> Set exercise
Reproduce the records from the line with "Inspection task — the building window" through the line with "[[195, 125, 201, 136]]", replacing "building window" with "storefront window" and leaving everything else unchanged.
··· Given data ···
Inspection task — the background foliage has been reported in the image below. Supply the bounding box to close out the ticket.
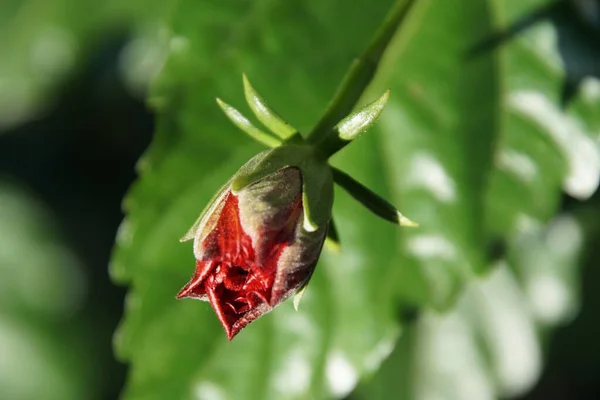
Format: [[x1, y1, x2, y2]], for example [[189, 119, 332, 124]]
[[0, 0, 600, 399]]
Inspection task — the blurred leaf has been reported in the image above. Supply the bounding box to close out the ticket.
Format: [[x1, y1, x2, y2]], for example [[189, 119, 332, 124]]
[[0, 182, 95, 400], [0, 0, 171, 129], [357, 0, 600, 399], [111, 1, 406, 399], [111, 0, 598, 399], [356, 211, 584, 400]]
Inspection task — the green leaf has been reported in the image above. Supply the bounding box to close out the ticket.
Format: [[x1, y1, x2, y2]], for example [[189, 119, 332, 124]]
[[0, 180, 96, 400], [111, 0, 599, 400], [355, 0, 600, 400], [111, 0, 404, 399], [0, 0, 172, 130]]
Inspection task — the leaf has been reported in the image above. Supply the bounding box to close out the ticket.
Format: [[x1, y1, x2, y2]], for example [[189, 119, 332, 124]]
[[0, 0, 172, 130], [356, 0, 600, 400], [0, 181, 99, 400], [111, 1, 404, 399], [111, 0, 595, 399]]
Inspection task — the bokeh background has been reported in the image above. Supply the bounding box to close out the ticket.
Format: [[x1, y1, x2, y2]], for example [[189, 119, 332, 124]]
[[0, 0, 600, 400]]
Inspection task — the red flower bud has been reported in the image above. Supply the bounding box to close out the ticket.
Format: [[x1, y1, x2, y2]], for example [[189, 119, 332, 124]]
[[177, 167, 326, 340]]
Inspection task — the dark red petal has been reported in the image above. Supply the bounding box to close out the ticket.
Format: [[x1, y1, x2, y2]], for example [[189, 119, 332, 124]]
[[177, 260, 217, 299]]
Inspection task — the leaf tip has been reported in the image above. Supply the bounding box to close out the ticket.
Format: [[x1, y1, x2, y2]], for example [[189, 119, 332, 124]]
[[396, 211, 419, 228]]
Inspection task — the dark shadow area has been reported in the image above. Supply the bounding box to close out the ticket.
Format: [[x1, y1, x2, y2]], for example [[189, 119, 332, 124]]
[[0, 32, 153, 399], [467, 0, 600, 108]]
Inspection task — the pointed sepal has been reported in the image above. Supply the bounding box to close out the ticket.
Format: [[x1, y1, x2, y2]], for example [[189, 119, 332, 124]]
[[243, 74, 298, 140], [217, 98, 281, 147], [231, 145, 333, 232], [335, 90, 390, 142], [325, 217, 342, 253], [331, 167, 419, 227]]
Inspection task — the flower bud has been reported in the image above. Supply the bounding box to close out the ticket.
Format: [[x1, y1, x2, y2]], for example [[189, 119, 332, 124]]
[[177, 146, 333, 340]]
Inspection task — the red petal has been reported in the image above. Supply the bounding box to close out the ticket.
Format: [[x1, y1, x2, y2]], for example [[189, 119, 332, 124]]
[[177, 260, 217, 299]]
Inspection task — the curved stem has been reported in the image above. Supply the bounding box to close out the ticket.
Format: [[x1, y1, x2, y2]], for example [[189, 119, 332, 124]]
[[307, 0, 416, 143]]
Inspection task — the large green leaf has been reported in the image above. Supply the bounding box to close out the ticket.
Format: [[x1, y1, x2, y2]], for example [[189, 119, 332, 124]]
[[111, 0, 598, 399], [111, 1, 412, 399], [0, 180, 98, 400], [356, 0, 600, 400], [0, 0, 172, 128]]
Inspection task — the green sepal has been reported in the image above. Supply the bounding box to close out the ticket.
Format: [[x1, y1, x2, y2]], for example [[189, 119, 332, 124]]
[[231, 145, 333, 232], [179, 179, 231, 243], [325, 217, 342, 253], [335, 90, 390, 142], [331, 167, 419, 227], [217, 98, 281, 147], [243, 74, 298, 140], [308, 90, 390, 158]]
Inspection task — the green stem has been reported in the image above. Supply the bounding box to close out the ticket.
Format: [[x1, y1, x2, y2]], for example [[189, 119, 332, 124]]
[[307, 0, 416, 143]]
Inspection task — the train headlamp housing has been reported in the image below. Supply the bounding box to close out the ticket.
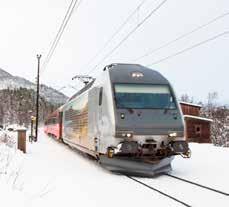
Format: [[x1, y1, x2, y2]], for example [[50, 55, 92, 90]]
[[131, 72, 144, 78], [115, 131, 133, 138], [169, 132, 177, 137]]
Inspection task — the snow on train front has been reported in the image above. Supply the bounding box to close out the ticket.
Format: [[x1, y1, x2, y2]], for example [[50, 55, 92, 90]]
[[60, 64, 190, 176]]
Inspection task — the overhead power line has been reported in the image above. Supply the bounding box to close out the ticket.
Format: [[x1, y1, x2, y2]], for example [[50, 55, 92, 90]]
[[88, 0, 168, 74], [133, 12, 229, 61], [86, 0, 146, 69], [42, 0, 82, 72], [147, 30, 229, 66]]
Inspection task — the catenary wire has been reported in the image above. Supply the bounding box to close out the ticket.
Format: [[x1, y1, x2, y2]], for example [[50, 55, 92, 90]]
[[133, 12, 229, 62], [83, 0, 146, 69], [42, 0, 82, 72], [88, 0, 168, 74], [43, 0, 74, 71], [147, 31, 229, 66]]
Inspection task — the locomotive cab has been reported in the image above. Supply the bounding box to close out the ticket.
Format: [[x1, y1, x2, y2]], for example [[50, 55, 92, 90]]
[[100, 64, 189, 161]]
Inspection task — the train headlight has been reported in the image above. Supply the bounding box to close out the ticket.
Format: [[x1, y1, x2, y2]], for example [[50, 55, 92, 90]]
[[116, 131, 133, 138], [131, 72, 144, 78], [169, 132, 177, 137]]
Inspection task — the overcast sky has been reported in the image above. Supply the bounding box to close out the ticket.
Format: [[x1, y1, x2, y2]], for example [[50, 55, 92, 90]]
[[0, 0, 229, 104]]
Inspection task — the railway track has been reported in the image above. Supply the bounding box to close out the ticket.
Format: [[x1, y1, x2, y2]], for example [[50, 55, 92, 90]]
[[164, 174, 229, 196], [126, 174, 229, 207], [127, 176, 191, 207]]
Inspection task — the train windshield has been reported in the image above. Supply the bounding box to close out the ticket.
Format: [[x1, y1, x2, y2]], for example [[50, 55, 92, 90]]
[[114, 83, 176, 109]]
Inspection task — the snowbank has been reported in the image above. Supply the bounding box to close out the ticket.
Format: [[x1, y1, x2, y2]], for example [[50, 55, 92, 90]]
[[0, 132, 229, 207]]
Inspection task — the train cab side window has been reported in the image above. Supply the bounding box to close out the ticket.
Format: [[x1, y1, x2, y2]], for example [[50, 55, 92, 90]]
[[99, 87, 103, 106]]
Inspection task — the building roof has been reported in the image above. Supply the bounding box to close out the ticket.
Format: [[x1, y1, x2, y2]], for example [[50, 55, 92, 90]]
[[180, 101, 202, 108], [184, 115, 213, 122]]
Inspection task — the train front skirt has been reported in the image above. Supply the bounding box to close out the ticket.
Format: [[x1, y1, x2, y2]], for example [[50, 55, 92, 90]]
[[99, 155, 174, 177]]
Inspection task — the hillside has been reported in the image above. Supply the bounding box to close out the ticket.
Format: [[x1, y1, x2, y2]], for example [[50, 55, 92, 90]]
[[0, 88, 60, 126], [0, 68, 68, 104]]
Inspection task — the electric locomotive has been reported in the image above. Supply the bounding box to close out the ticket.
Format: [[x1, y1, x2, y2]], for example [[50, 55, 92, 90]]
[[44, 64, 190, 176]]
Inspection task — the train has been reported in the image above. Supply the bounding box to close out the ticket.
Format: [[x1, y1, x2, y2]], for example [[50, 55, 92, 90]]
[[44, 63, 190, 176]]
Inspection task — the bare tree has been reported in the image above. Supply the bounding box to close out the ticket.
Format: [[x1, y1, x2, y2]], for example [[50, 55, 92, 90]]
[[202, 92, 229, 147]]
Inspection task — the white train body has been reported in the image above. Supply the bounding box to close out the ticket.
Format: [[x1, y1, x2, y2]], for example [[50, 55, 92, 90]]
[[62, 64, 189, 171]]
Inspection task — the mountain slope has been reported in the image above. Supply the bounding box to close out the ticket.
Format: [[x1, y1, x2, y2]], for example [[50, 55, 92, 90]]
[[0, 68, 68, 104]]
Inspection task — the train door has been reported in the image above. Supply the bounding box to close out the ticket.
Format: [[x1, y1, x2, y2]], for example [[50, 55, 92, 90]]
[[88, 87, 102, 151]]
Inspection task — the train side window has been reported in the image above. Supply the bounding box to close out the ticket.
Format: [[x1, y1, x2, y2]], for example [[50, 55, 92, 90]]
[[99, 87, 103, 106]]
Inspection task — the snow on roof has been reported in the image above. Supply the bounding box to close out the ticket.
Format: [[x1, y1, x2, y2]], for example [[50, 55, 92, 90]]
[[180, 101, 202, 108], [184, 115, 213, 122]]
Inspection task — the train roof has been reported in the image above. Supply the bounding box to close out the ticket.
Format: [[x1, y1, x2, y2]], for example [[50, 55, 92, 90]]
[[104, 63, 169, 84], [67, 63, 169, 102]]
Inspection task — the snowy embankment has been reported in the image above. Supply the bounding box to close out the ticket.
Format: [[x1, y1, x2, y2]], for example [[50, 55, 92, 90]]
[[0, 131, 229, 207]]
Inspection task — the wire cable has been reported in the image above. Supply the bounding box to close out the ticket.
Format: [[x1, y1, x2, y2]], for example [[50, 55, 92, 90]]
[[133, 12, 229, 62], [88, 0, 168, 74], [83, 0, 146, 69], [147, 30, 229, 66], [42, 0, 82, 72]]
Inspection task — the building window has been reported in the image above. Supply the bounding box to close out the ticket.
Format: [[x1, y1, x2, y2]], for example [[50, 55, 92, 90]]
[[195, 125, 201, 136]]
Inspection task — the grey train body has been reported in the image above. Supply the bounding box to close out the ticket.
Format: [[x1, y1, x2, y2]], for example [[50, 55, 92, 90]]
[[62, 64, 189, 176]]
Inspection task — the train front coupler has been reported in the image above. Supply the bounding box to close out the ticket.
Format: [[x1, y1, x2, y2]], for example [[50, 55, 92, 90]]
[[170, 140, 191, 158]]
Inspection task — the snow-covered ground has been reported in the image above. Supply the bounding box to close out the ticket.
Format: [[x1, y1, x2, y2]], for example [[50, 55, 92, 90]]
[[0, 130, 229, 207]]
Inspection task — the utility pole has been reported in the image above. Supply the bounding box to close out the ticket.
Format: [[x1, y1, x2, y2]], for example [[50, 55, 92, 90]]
[[34, 55, 41, 142]]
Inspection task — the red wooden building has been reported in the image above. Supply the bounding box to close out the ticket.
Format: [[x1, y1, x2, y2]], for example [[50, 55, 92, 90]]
[[180, 102, 212, 143]]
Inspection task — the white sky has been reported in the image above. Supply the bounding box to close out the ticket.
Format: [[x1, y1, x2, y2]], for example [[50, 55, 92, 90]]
[[0, 0, 229, 104]]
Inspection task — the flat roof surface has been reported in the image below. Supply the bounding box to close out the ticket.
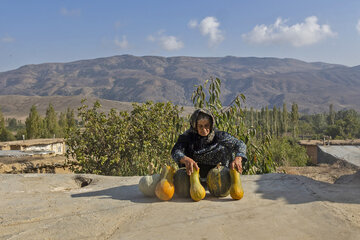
···
> Task result
Inspection task — the storefront window has been reported in the image above. Supply the bounding box to close out the ticket.
Format: [[x1, y1, x2, y2]], for example [[50, 55, 92, 90]]
[[195, 125, 201, 136]]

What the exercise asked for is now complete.